Metin Bölümü:
H.Cevizoğlu Aysun 'u da geçti."Oy Kullanacaklar sınava Girsin"

Bu sınav fikri sizi neden bu kadar korkutuyor anlamadım. AKP ye oy verenlerin hicbirseyden anlamayan, iki komure oy veren cahiller oldugunu kabulmu ediyorsunuz yoksa???
 
Bence seçecek olanlardan önce seçilecek olanlar için şart getirsinler. Doğuda bilmem kaç bin baş nufusu olan Hamo ağa ilkokul mezunu olmasa da vekil seçilebiliyor....Önce seçileceklerde bulunması gereken vasıfları tesbit edelim.....
 
Katılıorum secılecek olanlara sart getırsınler onlar secılıo bız secmenız bızımle konunun ne alakası var..
 
Eminim bu söylenilenleri Tayyip Efendi söyleseydi değişik versiyonu ile "eğitimli insan ile eğitimsiz insanın oyu bir olmamalı şeklinde" herkes eyvallah çekerdi.

Anlaşılan onların demokrasilerinde bu yok. Olsaydı burada herkes bu konuyu savunacaktı..

Bakalım "Tayyip en az 3 çocuk yapın dedi" çalışmalar başladı. 2010 da 100 milyonuz.. :)
 
sınavı kazanana bir çuval kömür...
 
kuş yemi gibi asgari ücret verip millete aç karnıyla 3 çocuk doğurtturunca sanırsam...
 
Madem geyiğe döktük...
Bu olay olursa Maltepe Dershaneleri ve Fatih Eğitim Kurumları AKP seçmenlerine bedava gece okulu ve dersane açar. Kampa alır otobüslerler evlerinden dersaneye taşır yine daha fazla seçmen sahibi olurlar.
Adamlarda organizasyon ve motivasyon var abi...

Genel Seçim Sınavı Birincisi Maltepe Dershanelerinden diye billboard ilanlarını görür gibiyim :D
 
Allah Razı Olsun

Bak senin bu alaycı tavırlarını hiç umursamam. İstediğim gibi dalga geçebilirsin.
Ben bu hoşgörüye sahibim.

Ama yarın bir gün ben senin inancınla ilgili bir şeyle dalga geçtiğimde, alay konusu yaptığımda da ses çıkarmazsın inşallah. Her fırsatta kişisel hakaretleri biraz törpüleyip eleştiri diye yazıyorsun. Benim demokratik kültürüm siyasi görüşümle dalga geçmeni kaldırır. Ama senin cumhuriyet ve demokrasi kültürün ben senin inanma biçiminle ilgili dalga geçmemi kaldırır mı?

Görev Açıklaması:
Oy verecek olanlara sınav getirilmesi fikri üzerine yapılan forum tartışmasının devamını, son mesajın ardından yazın. Kayıtlar başka bir kaynaktan alınmıştır.

(Doğal dille nesne eşleme verileri)
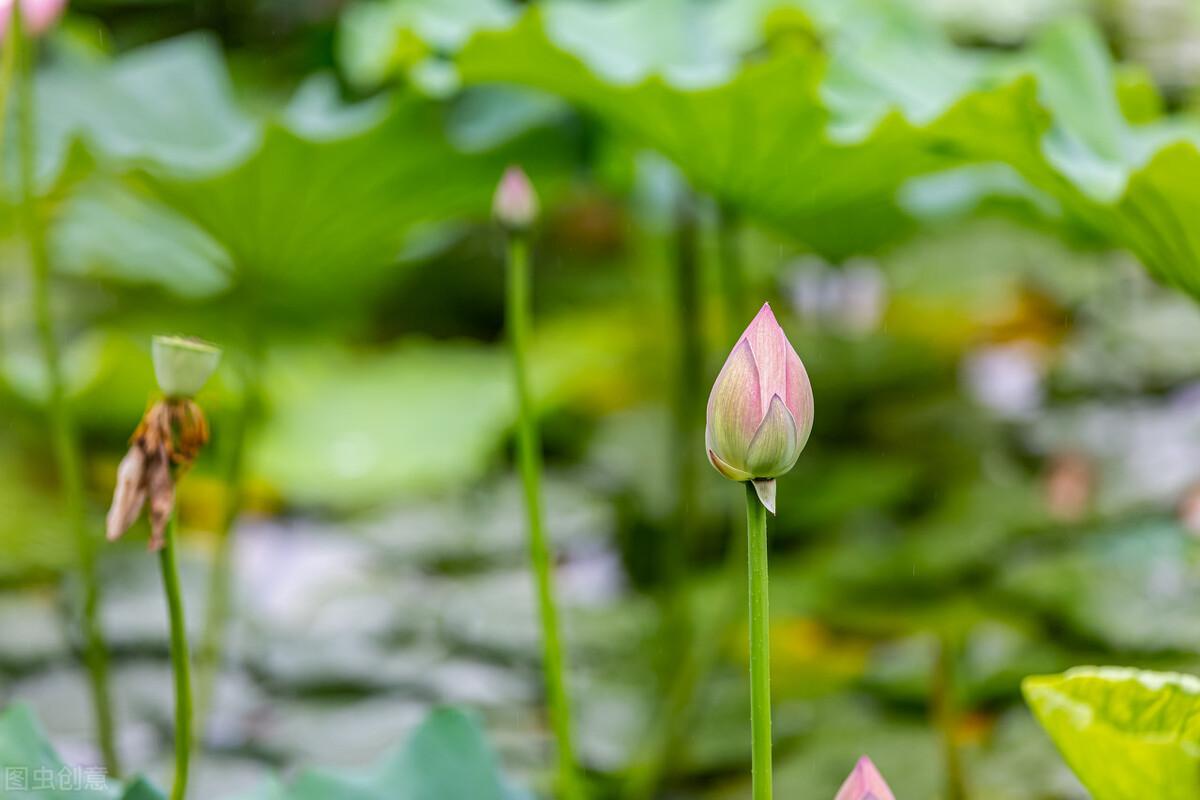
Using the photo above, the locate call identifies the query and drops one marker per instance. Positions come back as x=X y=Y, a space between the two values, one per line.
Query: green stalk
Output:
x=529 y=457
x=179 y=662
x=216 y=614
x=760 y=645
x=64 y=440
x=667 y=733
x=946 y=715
---
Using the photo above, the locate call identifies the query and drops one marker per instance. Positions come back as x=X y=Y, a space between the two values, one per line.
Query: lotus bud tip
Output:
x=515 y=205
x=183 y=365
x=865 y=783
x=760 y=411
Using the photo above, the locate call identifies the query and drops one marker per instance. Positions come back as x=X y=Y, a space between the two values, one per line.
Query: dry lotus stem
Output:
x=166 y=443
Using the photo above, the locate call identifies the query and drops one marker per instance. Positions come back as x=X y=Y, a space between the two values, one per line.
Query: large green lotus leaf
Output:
--
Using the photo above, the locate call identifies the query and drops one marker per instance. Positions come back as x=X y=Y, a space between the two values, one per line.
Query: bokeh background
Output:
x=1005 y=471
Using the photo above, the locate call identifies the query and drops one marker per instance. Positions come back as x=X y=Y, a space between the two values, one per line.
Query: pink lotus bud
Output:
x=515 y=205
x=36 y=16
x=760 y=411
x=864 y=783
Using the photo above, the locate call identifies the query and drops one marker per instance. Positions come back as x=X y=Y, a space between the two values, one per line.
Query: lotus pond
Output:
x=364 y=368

Cevap Alanı:
İslam diye yazdığınız zırvaları sırf samimi inananların kalbi kırılmasın diye çoğu zaman görmezden geliyorum. Ama bu ülkedeki MUTLAK YOBAZLIK kendine en ufak eleştiriyi bile kaldıramaz. İslam adına yaptığınız saçmalıkları ortaya serince İSLAM DÜŞMANLARI diye yaygara koparırsınız. Tıpkı en son yapılan KANDİL GECELERİ tartışması gibi. Sadece kandil geceleri değil İslamın içindeki hurafelerin sayısı dini geçmiştir. Arap Emperyalizmiyle pompalanan Araplığı İslam olarak halka sunuyorsunuz. Yahudiler ne kadar ırkçı dindarlarsa Araplarda o kadar ırkçı dindarlar. Araplaşmamış islamiyeti reddeden sizler de benim gözümde komik insanlarsınız.

Gelelim esas konumuza, Hitler %45 ile oy aldığı için tüm Alman halkı savaş suçlusu ilan edilmedi elbette. Ama gördüğün üzere halın çoğunluğunun düşündüğü şey her zaman doğru değildir. Eğer halkın çoğunun düşündüğü doğru olsaydı Atatürk zamanında bir cumhuriyet asla kurulamazdı, Cumhuriyet seçkin bir zümrenin zoru ile tepeden indirilmiştir.

Sizin de sindiremediğiniz budur. Cumhuriyeti tepeden indiren seçkinler bugünde onu ve deokrasimizi korumak için uğraşmaktadır. Karşılarında ise İSLAMCI MASALLAR İLE HALKI ARKASINA ALAN TAYYİBİNİZ VAR. Sen çoğunluğun dediği doğrudur sanıyorsan KESİNLİKLE DEMOKRASİDEN BAHSETME BURADA.

ZATEN Ülkemizdeki İslamcılar Cumhuriyetçidir. İSLAM CUMHURİYETÇİSİ
Ama Demokrasiyi ve Laikliği sadece kendi çıkarlarına hizmet ettiği sürece ağızlarına alırlar.

Diyanet İşleri Başkanlığı Sünni Müslüman İşleri başkanlığı gibi çalışırken devlet laik, türbana üniversitelere sokmayınca anti laik öyle mi? Kurban Bayramı, Ramazan Bayramı tatil ilan edilirken laik sokakta kurban kesmeye izin verilmeyince anti laik öyle mi?

Ben halkımı küçümsemiyorum. Sadece halkımı dini masallar ile avutup ŞANLI SOYLU TÜRK IRKINI ARAPLAŞTIRMAYA ÇALIŞANLARI KÜÇÜMSÜYORUM.

Eğer iman kudreti ile bir yere gelinseydi Dünyanın en kuvvetli devletleri Orta Doğudan çıkardı. O zaman İsrail tüm ortadoğudan daha imanlı bir ülke.

Dünyayı hayatı bilim ile değil, iman ile açıklamaya çalıştığınız sürece gelebileceğiniz yer ARAP BEDEVİLİĞİNDEN ÖTE OLMAYACAKTIR.

AYNI USAME BİN LADİN'İN SÜDÜĞÜ YAŞAM GİBİ BİR DAĞ FARESİ OLARAK CİHATINIZA DEVAM EDERSİNİZ. ANCAK.

SİZİN TÜM SİYASİ ANLAYIŞINIZ BU KADARDIR.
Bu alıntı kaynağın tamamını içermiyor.